— Short exercise —
The line containing "You are given a photograph. Could you point to the oven" marks where to begin; quote it and every line after it through the end of the data, exactly as written.

— Data to process —

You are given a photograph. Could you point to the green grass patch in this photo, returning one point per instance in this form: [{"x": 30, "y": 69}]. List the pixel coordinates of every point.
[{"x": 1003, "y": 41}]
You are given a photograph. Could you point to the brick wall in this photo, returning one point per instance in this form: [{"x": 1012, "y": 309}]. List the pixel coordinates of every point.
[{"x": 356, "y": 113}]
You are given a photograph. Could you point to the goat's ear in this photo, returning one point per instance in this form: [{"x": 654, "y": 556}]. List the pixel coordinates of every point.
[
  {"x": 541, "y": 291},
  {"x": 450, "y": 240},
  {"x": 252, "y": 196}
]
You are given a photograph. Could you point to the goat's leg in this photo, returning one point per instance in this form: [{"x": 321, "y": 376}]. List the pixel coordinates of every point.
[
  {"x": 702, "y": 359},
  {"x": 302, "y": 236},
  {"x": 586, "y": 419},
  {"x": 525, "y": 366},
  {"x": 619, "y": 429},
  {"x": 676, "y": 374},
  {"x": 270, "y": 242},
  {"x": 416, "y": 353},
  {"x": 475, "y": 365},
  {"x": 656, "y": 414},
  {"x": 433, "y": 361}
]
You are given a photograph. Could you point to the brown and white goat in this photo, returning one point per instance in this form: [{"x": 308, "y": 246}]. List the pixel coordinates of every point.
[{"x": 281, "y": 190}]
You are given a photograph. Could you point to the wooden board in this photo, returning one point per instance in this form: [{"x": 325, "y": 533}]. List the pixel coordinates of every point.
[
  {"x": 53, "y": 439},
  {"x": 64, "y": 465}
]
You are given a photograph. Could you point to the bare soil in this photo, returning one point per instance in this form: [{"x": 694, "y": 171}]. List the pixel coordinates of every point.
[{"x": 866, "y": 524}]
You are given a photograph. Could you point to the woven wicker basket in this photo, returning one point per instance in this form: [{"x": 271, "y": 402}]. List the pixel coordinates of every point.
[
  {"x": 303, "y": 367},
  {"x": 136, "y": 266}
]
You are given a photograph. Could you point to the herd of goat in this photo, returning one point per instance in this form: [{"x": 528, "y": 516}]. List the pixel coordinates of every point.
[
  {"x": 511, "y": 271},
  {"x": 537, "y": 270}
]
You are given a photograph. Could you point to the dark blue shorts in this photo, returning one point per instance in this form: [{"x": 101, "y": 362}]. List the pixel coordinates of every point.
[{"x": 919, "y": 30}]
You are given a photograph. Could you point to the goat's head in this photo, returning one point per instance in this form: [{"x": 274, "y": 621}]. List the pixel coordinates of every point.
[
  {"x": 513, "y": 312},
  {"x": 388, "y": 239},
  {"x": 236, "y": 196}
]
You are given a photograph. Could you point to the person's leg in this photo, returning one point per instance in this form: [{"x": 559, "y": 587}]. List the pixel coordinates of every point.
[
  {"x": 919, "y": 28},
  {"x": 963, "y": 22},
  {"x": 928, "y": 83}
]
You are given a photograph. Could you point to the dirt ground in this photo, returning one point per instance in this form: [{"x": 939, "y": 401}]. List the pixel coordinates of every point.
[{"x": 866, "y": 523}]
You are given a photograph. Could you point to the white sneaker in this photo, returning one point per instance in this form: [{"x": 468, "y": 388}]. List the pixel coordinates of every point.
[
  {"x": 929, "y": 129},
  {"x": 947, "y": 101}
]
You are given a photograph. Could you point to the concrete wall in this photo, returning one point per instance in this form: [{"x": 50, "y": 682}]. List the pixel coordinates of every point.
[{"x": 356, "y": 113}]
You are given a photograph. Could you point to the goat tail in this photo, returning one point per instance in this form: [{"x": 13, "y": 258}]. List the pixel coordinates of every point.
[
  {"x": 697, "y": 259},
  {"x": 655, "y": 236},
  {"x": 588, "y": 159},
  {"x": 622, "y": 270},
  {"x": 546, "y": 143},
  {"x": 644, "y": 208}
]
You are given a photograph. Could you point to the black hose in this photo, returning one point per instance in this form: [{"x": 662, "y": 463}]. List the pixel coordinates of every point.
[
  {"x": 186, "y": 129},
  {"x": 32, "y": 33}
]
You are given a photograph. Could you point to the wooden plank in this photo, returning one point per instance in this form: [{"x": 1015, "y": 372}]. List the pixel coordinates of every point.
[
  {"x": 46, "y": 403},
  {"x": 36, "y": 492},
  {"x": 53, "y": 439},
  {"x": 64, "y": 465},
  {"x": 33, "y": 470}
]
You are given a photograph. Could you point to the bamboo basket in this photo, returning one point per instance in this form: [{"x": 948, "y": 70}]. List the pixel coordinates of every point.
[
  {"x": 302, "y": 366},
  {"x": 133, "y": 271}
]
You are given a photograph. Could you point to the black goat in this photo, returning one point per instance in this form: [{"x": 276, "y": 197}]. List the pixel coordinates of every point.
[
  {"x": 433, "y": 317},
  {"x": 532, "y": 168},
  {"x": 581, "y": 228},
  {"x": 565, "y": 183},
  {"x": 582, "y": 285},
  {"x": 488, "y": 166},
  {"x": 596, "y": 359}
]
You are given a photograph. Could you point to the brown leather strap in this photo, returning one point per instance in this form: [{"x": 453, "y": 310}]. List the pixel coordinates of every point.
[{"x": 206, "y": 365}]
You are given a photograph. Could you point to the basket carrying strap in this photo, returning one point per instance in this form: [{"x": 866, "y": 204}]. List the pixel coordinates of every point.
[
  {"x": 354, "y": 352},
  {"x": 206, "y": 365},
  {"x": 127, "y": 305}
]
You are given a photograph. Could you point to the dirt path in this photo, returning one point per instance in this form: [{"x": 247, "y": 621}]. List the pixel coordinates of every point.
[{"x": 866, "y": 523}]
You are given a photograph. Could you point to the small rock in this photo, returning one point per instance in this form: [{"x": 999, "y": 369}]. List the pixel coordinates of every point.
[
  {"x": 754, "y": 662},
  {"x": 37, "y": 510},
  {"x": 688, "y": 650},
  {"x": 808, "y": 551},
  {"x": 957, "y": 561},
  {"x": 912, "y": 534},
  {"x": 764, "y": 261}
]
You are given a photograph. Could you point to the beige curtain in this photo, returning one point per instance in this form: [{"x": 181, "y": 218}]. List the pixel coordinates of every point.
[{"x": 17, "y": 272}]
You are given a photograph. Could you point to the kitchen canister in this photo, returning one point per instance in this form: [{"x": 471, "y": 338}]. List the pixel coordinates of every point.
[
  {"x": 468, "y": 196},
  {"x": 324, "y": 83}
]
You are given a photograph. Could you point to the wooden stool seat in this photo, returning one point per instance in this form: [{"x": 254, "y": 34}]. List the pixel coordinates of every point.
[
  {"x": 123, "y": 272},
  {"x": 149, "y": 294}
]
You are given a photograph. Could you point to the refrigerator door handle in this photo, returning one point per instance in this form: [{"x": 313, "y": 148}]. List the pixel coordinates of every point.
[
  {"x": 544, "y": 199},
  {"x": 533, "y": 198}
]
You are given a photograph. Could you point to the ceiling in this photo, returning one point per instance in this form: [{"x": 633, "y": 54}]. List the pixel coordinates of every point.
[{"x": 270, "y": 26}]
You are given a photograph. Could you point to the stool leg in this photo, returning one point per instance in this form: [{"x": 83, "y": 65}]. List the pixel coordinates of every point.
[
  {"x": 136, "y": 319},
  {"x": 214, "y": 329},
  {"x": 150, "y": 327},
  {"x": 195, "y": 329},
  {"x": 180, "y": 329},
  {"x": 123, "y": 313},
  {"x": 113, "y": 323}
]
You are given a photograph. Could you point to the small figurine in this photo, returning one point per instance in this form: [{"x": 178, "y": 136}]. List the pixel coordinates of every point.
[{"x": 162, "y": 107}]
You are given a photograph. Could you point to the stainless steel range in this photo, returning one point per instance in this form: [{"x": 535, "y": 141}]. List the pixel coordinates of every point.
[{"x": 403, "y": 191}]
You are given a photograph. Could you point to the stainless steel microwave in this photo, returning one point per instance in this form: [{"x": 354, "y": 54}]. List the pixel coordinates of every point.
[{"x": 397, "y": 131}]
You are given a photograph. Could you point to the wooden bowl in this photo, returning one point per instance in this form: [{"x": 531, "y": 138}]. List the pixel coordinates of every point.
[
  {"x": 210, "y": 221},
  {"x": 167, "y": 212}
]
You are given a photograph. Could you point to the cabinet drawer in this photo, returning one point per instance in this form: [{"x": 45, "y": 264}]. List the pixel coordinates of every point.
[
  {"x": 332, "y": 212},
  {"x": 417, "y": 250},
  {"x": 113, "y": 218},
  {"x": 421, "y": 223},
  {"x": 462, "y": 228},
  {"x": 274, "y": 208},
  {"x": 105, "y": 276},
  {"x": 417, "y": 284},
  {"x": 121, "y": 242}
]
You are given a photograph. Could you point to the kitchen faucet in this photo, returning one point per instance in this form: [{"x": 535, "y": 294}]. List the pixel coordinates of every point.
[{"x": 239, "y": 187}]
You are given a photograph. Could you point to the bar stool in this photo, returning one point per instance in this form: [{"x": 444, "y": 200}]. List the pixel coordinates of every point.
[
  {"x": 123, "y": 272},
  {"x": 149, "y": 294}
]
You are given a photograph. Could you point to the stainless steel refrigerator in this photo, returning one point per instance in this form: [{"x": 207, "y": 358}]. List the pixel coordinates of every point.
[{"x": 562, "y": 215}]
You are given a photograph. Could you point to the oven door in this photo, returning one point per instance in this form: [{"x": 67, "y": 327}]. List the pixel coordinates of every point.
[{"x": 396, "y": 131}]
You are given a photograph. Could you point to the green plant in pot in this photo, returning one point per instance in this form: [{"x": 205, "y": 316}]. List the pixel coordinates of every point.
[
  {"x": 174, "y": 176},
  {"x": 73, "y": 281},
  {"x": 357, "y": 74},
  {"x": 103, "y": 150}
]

— Worked answer —
You are given a photograph. Could you point to the oven door in this photo, returning one point per instance in this form: [{"x": 67, "y": 327}]. List the pixel coordinates of every point.
[{"x": 396, "y": 131}]
You are given a photograph. Could you point to the green plant in pot in this photo, returning one point per instance in this form: [{"x": 205, "y": 316}]. List the pixel coordinates of every point.
[
  {"x": 174, "y": 176},
  {"x": 73, "y": 281},
  {"x": 357, "y": 74},
  {"x": 103, "y": 150}
]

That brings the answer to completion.